#### TEXTO PROPORCIONADO:
»»

Gabriela Urrutibehety

www.gabrielaurruti.blogspot.com.ar

El lector que escribe un diario visita las “Siete casas vacías” de Samantha Schweblin y se mete en el mundo inquietantemente normal (o normalmente inquietante) de una cuentista que admira. Género extraño el cuento en estos tiempos de sagas y series de varias temporadas. Género poco comercial y pasado de moda, según dicen algunos editores. Suerte que este libro puede rebatir cualquiera de esas estupideces, piensa el lector que escribe un diario.
Son siete cuentos que –tal vez con la excepción de “Un hombre sin suerte”- transcurren en casas y son las casas parte importante de la narración. El lector que escribe un diario se rectifica porque, en realidad, son cuentos de relaciones: hijos y padres o madres, matrimonios, hermanos y, como son casas, también vecinos. Pero no a la manera típica de los relatos del realismo norteamericano, porque si bien en esas relaciones hay disfuncionalidades –palabra difícil que el lector que escribe un diario entiende que engloba la soledad, la angustia, la desesperanza-, el eje de la narración pasa siempre por un elemento que, sin llegar a lo fantástico puro y acariciando de lejos el efecto a lo Poe, quiebra el mundo ordenado de esas casas y esas relaciones. Así, el primer cuento, “Nada de todo eso”, empieza mostrando a una hija que sigue con creciente alarma la locura de su madre por visitar casas ajenas, hacia el final registra una respuesta inesperada que desconfigura al personaje en el sentido en que el lector venía armándoselo en su mente y remite hacia otras motivaciones de la acción y otro sentido en el actuar.

««

Datos extraídos de una colección:
»»

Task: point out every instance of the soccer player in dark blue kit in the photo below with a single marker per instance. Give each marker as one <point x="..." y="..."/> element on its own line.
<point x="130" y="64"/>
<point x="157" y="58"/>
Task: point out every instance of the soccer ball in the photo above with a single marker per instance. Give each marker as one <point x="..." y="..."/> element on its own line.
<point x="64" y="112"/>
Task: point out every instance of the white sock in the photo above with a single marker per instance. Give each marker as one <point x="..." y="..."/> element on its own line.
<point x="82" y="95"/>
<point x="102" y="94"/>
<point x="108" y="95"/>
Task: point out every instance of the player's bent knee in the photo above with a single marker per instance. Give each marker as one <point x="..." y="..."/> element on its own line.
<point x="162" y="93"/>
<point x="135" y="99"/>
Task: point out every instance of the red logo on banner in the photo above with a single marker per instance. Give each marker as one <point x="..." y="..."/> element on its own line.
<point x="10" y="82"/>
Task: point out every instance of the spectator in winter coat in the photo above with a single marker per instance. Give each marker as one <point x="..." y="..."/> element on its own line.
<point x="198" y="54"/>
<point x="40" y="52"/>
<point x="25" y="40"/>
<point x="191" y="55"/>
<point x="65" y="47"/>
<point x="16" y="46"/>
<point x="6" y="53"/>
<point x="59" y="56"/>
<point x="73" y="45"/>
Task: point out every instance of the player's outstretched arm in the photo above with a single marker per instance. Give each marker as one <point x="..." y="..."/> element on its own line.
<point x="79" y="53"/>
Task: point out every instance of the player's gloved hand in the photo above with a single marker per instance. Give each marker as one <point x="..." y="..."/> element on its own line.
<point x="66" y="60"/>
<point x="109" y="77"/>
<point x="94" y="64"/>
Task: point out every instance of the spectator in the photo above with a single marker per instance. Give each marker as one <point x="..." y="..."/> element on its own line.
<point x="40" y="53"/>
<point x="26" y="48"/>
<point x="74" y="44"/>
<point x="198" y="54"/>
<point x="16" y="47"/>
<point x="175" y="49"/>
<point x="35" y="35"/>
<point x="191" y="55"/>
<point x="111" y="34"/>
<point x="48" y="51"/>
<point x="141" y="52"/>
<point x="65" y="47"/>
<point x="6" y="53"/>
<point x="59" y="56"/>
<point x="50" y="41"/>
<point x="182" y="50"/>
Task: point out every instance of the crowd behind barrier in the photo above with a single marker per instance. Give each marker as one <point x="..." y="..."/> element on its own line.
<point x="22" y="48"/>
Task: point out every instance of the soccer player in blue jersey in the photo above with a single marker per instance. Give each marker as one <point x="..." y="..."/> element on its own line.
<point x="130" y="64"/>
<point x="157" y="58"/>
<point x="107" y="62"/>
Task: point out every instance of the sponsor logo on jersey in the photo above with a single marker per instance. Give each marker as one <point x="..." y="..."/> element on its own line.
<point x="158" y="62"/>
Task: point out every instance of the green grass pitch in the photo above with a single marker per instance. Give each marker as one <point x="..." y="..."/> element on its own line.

««

#### CONSIGNA DEL EJERCICIO:
Extrae de la reseña sobre «Siete casas vacías» el fragmento comprendido entre "Gabriela Urrutibehety" y "escribe un diario.", ambos incluidos.

#### RESULTADO:
Gabriela Urrutibehety

www.gabrielaurruti.blogspot.com.ar

El lector que escribe un diario visita las “Siete casas vacías” de Samantha Schweblin y se mete en el mundo inquietantemente normal (o normalmente inquietante) de una cuentista que admira. Género extraño el cuento en estos tiempos de sagas y series de varias temporadas. Género poco comercial y pasado de moda, según dicen algunos editores. Suerte que este libro puede rebatir cualquiera de esas estupideces, piensa el lector que escribe un diario.